Task to carry out:
Answer these questions from the Geoffrey Cox passage:
1. In May 2008, to how many weeks did Geoffrey Cox vote to lower the abortion time limit?
2. Who asked MPs three questions about climate change in 2006?
3. On what date was the press release "Cox applauds Government climbdown on religious freedom" issued?

Text passage:
#####
In May 2008 in the abortion amendments to the Human Fertilisation and Embryology Bill (now Act), Geoffrey Cox voted for the abortion time limit to be lowered to 16 weeks against scientific and medical consensus which is currently 24 weeks[1]. After four separate parliamentary votes on varying time limits, the majority of MPs voted to keep the abortion time limit at 24 weeks, in keeping with scientific and medical consensus, hence no abortion amendments were added to the bill.

Climate Change

In 2006, MPs were asked three questions by the Rough Guide's Mark Ellingham on how seriously they took climate change as politicians and as responsible, active citizens. Geoffrey Cox replied:

"I believe that climate change is one of the greatest problems facing us today. It is clear that we must take urgent action to reduce greenhouse gas emissions or the consequences for future generations are likely to be severe."[2]


In a press release on his website dated 15th February 2010, titled "Cox applauds Government climbdown on religious freedom"[3], Geoffrey Cox speaks favourably of the Labour Party's defeat[4] in trying to get the Equality Bill through Parliament with a measure that was designed to prevent religious organisations from discriminating on the basis of sexual orientation.
#####
Records shown:
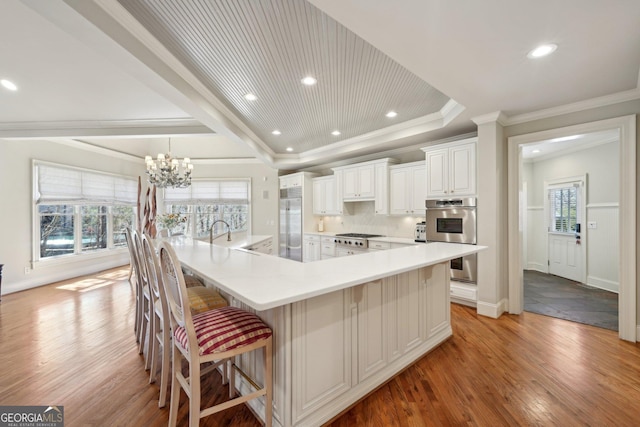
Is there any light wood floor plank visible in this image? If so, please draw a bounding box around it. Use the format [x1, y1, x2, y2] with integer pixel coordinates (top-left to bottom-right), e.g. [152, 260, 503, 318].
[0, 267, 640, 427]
#####
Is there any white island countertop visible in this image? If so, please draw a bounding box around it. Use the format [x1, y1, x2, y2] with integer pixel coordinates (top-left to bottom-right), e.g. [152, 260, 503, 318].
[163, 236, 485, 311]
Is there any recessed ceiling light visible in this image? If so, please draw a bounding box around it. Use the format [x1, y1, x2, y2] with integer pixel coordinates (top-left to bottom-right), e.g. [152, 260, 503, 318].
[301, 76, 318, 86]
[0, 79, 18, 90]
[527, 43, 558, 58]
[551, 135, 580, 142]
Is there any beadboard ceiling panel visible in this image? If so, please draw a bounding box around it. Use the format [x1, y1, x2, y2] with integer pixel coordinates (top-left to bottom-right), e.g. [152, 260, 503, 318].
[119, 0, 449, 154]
#####
Expected answer:
1. 16 weeks.
2. Mark Ellingham of the Rough Guide.
3. 15th February 2010.